▶ _Task_
Each line of the records that holds the word "double" should be copied out.

▶ _Provided data_

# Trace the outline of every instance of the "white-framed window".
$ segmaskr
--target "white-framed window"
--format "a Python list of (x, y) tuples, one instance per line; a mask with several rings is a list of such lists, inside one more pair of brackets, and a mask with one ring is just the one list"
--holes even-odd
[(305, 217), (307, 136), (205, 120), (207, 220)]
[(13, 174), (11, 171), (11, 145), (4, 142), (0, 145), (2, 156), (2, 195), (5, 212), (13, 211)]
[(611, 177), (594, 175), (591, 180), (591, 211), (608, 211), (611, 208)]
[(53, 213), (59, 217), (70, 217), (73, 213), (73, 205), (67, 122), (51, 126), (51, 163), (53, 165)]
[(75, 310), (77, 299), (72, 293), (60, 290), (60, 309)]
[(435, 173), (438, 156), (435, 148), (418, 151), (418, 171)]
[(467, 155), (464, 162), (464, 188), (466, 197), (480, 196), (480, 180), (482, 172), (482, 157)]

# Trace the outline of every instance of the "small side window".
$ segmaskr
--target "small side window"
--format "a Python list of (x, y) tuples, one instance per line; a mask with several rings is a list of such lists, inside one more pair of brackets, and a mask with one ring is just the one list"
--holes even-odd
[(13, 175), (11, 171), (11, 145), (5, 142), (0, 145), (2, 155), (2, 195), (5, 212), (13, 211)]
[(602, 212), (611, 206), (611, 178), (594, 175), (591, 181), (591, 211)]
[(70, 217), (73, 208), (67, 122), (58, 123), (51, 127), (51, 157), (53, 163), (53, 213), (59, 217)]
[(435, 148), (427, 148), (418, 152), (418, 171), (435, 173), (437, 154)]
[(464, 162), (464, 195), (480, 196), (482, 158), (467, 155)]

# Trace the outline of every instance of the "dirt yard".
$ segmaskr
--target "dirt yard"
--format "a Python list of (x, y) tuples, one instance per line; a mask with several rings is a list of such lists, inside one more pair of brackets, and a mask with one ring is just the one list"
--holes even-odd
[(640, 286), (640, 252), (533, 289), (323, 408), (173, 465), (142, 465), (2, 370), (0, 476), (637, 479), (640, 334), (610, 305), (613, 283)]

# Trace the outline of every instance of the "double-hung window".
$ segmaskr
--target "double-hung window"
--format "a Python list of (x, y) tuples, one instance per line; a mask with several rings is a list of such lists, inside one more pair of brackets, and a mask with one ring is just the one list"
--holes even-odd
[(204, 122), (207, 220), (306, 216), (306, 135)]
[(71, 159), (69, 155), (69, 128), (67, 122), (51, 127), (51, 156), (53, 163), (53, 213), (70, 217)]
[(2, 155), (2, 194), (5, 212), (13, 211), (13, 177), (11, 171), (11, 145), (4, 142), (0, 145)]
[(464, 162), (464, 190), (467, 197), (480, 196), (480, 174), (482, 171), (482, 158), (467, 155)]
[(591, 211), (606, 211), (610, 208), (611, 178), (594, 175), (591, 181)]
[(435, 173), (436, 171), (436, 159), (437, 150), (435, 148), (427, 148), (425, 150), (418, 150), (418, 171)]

▶ _Written reply_
# Trace the outline of every instance of the "double-hung window".
--target "double-hung window"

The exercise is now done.